» **Reading passage**:
::::
Remote sensing of local-dust across the Canadian Arctic
Abstract. We investigated the optical and microphysical characterization of High- and sub-Arctic dust events across the Canadian Arctic Archipelago (CAA). Events from local sources (local dust) were first identified and characterized using a combination of ground-based lidar, two AERONET instruments, and passive (MODIS, Sentinel-2, MISR) imagery in the neighbourhood of the High-Arctic Polar Environment Atmospheric Research Laboratory (PEARL) at Eureka, Nunavut (on Ellesmere Island in the northernmost part of the CAA).
The PEARL findings informed the identification and characterization of local dust events over other parts of the CAA using a suite of satellite instruments whose remote sensing (RS) capabilities were complementary to or an extension of the ground- and satellite-based techniques employed at Eureka. The events included plumes emanating from Axel Heiberg Island, just west of Ellesmere Island, Banks Island in the southwest corner of the CAA, Ellef Ringnes Island in the eastern part of the central CAA and Prince of Wales Island / Victoria Island in the central southern CAA. Plume identification, plume source and CM (coarse mode) aerosol optical depth (AOD) retrievals were investigated using a combination of low to high spatial resolution (MODIS to Sentinel-2) color imagery and the MODIS dark target AOD product over water. Plume thickness, height and speed for most of the events were obtained (depending on orbit availability and lack of cloud contamination) from MISR (Multi-angle Imaging Spectro Radiometer) stereoscopic products.
These RS results support an argument for the ubiquitous presence of pan-Arctic, low altitude dust that is typically (away from any strong sources such as mountainous drainage basins) at the lower levels of detectability offered by ground- and satellite-based RS techniques. The ability to RS airborne, near-source, local dust events and characterize dust properties and dynamics of important regions such as the CAA is critical to understanding local dust impacts such as early snow/ice melt and the nucleation role of local dust in the formation of low-altitude clouds.
I recommend publication after minor revisions -- specifically, the addition of certain caveats. Here is my full review:
This paper applies a collection of in situ and remote sensing observations to characterize the properties of seven dust events in the Canadian Arctic Archipelago. Surface data focuses on instruments at Eureka: the CIMEL, from which AERONET retrieval products were obtained, the Arctic HSRL, and an APS. Satellite remote sensing data include MODIS, MISR, and Sentinel-2 imagery, aerosol optical depth mapping, and from MISR, also plume heights. Wind data are obtained from MISR and from Reanalysis. The authors have built a cottage industry in studying dust in the Arctic, which is an important topic, as summarized in the paper’s introduction section; this paper aims to provide a useful addition to that literature.
A lot of careful work has gone into analyzing the seven cases presented. The value in this work is that it demonstrates techniques that could to some extent be applied more widely around the Arctic based on remote sensing data alone. Such wider application would be part of follow-on work, which is why the current paper is appropriate for AMT, as the authors indicate. The authors make a considerable effort to justify the interpretation of satellite remote-sensing signals in the seven cases as due to local dust events, and they are each quite convincing, despite very low AOD values. I note that most passive satellite remote-sensing observations in the Arctic remain extremely difficult to interpret. My primary recommendation is that in the Abstract and especially in the Conclusions, caveats might be provided that make clear the seven cases presented here are all distinct, narrow plumes, at least partly over dark water, downwind of likely dust sources, under contemporaneous high-wind conditions, and that interpreting MODIS and MISR data as indicating local dust plumes more generally must be done with similar care. Some further notes are included below.
::::
» **Task list**:
a - Render the listing as a numbered list, from its first line through the line that contains "[15,144,97,222]", inclusive, leaving out blank lines and the pictures.
b - Continue the text on local dust across the Canadian Arctic from the point where it stops.

» **Data extract**:
::::
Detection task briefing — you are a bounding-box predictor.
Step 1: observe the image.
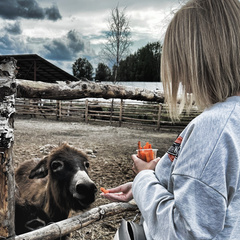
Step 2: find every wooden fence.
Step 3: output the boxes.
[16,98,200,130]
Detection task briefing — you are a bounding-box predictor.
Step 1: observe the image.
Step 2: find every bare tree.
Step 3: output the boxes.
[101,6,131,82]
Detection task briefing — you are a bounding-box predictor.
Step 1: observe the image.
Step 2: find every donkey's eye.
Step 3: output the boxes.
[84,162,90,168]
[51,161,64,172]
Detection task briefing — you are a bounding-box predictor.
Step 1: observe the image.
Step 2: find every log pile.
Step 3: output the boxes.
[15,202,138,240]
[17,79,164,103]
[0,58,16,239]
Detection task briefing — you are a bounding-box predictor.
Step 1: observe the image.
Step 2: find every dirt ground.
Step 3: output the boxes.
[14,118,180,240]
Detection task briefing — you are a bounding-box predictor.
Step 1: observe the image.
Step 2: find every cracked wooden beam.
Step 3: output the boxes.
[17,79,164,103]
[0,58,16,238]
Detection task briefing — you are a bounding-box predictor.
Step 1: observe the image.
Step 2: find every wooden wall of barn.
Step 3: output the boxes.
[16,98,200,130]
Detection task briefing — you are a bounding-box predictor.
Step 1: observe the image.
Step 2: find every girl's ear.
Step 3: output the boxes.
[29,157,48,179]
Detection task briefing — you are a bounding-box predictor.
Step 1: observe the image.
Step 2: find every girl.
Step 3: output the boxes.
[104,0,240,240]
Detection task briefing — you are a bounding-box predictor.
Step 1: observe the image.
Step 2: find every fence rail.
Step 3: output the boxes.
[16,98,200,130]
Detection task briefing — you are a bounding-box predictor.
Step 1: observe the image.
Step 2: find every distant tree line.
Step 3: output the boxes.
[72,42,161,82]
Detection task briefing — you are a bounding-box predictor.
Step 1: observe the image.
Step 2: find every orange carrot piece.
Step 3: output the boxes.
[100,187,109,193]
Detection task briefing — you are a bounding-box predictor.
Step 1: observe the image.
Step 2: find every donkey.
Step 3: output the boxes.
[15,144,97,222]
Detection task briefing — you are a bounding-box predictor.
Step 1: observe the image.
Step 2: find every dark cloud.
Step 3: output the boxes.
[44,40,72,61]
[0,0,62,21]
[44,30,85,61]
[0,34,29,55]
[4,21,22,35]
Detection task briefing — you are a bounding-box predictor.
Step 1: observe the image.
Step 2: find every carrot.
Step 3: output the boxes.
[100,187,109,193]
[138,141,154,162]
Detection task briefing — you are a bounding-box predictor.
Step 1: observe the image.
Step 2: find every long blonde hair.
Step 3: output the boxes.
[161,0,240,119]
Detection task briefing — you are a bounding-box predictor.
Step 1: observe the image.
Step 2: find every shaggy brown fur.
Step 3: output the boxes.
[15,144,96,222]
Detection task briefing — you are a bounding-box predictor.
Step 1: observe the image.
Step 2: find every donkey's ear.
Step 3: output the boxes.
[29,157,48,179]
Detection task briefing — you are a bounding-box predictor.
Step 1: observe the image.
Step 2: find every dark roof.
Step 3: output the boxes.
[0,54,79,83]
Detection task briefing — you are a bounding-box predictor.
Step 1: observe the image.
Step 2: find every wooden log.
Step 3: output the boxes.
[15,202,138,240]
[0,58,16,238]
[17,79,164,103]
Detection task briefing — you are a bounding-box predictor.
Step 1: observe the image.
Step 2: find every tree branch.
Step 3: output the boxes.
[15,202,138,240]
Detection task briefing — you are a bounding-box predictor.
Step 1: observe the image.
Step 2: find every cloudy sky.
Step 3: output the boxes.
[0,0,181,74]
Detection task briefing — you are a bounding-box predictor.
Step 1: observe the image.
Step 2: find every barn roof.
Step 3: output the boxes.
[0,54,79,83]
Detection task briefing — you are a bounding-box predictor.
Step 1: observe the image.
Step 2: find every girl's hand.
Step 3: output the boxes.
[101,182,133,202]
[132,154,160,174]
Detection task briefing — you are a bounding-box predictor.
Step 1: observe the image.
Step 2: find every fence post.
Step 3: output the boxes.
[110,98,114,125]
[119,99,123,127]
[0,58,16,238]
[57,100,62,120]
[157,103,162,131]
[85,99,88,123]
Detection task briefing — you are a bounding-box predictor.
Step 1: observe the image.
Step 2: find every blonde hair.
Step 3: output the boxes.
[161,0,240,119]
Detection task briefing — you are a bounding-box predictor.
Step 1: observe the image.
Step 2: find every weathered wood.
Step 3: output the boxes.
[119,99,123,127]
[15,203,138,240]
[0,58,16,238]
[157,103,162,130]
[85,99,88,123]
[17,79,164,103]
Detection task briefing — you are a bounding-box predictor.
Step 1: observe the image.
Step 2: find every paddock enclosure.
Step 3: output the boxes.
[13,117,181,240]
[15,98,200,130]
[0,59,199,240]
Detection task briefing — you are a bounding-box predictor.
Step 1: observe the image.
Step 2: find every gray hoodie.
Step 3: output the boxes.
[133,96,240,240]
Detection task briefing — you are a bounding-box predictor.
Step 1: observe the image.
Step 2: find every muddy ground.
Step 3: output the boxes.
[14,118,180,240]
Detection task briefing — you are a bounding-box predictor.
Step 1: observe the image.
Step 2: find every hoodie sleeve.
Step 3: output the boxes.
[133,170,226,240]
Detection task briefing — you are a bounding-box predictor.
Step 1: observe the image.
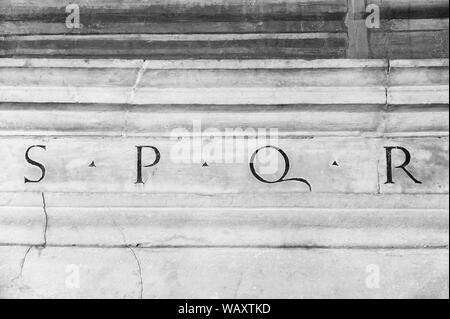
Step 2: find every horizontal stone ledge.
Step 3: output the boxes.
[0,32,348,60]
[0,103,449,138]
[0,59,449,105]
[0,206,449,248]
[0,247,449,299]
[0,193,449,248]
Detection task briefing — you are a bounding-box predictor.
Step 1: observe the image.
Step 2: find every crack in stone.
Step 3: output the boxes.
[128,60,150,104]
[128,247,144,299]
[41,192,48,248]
::::
» **Responses by task**:
a -
1. Detection task briefing — you are a bounding-box predictor.
2. Step 1: observe the image.
3. Step 2: find every wooden fence.
4. Step 3: output the boxes.
5. [16,98,200,130]
6. Detection task briefing — you are a bounding-box predictor.
7. Step 1: observe the image.
8. Step 2: find every bare tree.
9. Step 3: output the boxes.
10. [101,6,131,82]
11. Detection task briefing — you are a bounding-box predictor.
12. Step 1: observe the image.
13. Step 2: find every donkey's eye.
14. Step 3: output the boxes.
15. [84,162,90,168]
16. [51,161,64,172]
17. Detection task briefing — you are a bounding-box predictor.
18. Step 1: observe the image.
19. Step 2: find every log pile.
20. Step 3: output the boxes.
21. [15,202,138,240]
22. [17,79,164,103]
23. [0,58,16,239]
24. Detection task briefing — you are a bounding-box predictor.
25. Step 1: observe the image.
26. Step 2: find every dirt ground.
27. Step 3: output the boxes.
28. [14,118,180,240]
29. Detection task briefing — you are a bounding-box predictor.
30. Step 1: observe the image.
31. Step 2: find every cracked wooden beam.
32. Step 3: output the boxes.
33. [17,79,164,103]
34. [0,58,16,238]
35. Detection task briefing — you are a bounding-box predictor.
36. Step 1: observe the image.
37. Step 2: find every wooden wall of barn.
38. Step 3: output the boxes.
39. [16,98,200,130]
40. Detection task briefing — you are a bounding-box predictor.
41. Step 1: observe the image.
42. Step 2: find every girl's ear.
43. Step 3: output the boxes.
44. [29,157,48,179]
45. Detection task briefing — you are a bounding-box predictor.
46. Step 1: observe the image.
47. Step 2: find every girl.
48. Step 3: output the boxes.
49. [104,0,240,240]
50. Detection task briefing — you are a bounding-box predictor.
51. Step 1: observe the image.
52. Step 2: find every fence rail.
53. Step 3: output the boxes.
54. [16,98,200,130]
55. Detection task briefing — you are a bounding-box predictor.
56. Step 1: observe the image.
57. Step 2: find every distant tree line.
58. Step 3: output the boxes.
59. [72,42,161,82]
60. Detection task briefing — you are a bounding-box predictor.
61. Step 1: observe the image.
62. Step 2: find every orange carrot piece.
63. Step 3: output the boxes.
64. [100,187,109,193]
65. Detection task briefing — you are a bounding-box predictor.
66. Step 1: observe the image.
67. Step 2: find every donkey.
68. Step 3: output the boxes.
69. [15,144,97,222]

b -
Notes
Lines 182-184. As this study uses primarily MODIS DT over water, in interpreting the FMF product, one needs to consider that sea spray can also be a “coarse mode” aerosol, especially in the vicinity of the high-wind events that can also be effective in mobilizing local dust. This is not a concern in the seven cases highlighted in the current paper, but caution would be needed when applying the approach more generally.
Figure 2. In itself, this is a tough measurement. All the AODs are below 0.01. I understand that the authors have done a convincing job assembling other indications that this is a dust event. However, I have to ask whether variability in the background AOD produces similar fluctuations in general, especially if the intent is to subsequently apply this technique more widely, specifically in cases lacking the distinct, narrow plumes over dark water surfaces, downwind of regions with the characteristics of likely dust sources represented by the seven cases studied in detail here.
Lines 285-288. I know it is given in the publication cited in the footnote, but this estimate of MOIDS sensitivity to AOD seems *extremely* optimistic, especially when applied in the Arctic. Consider the further, extenuating conditions at high latitudes – low sun angle, very bright snow or ice-covered surfaces that can affect the recorded signal in nearby dark-water areas due to latency, internal reflections, or other instrumental effects, and possible thin cirrus contamination. I guess, for wider application of the approach, it would strengthen the case to show that, in non-dust circumstances (based on verifiable surface measurements where available), such remote-sensing signals are unlikely to occur. I.e., characterize as much as possible the likelihood of false positives.
Figure 4. Another thought, given the challenges involved in applying this technique more widely. Conditions for mobilizing dust would include sufficiently high wind (which is considered for the cases included in the paper), the availability upwind of loose surface dust that is not snow-, ice-, or vegetation-covered (also considered in the paper for the case studies), and usually some surface roughness to mix momentum downward. At least some locations of surface dust deposits have already been mapped across the Arctic, based on the identification of dry river deposits, mountain talus accumulations, etc. in seasons when those surfaces are snow- and ice-free. The exposure of such upwind surfaces at the specific time of dust-plume observation could be verified with contemporaneous satellite imagery. These considerations would be especially important when interpreting possible remote-sensing local dust-plume detections in general, in the absence of ground-truth data. (I agree that the seven specific cases presented in the current paper are convincing.)
Page 18, footnote 34. I’m not sure what “…neither the plume height nor the plume speed sampling trajectories are subject to any objective sampling protocol…” means. As I understand, the MISR MINX retrievals are done on all 1 km pixels within a user-defined aerosol plume region where the spatial contrast relative to surrounding pixels in the multi-angle images is sufficiently above the noise to produce a geometric height retrieval.
Generally, it would be helpful to have a more complete list of Symbols and Abbreviations. I know there is a list in Appendix B, but many are missing, such as, tco, tcp, tcl, VDR, etc. It is a long article, and there are many non-standard abbreviations; searching for the meaning of some abbreviation becomes tedious.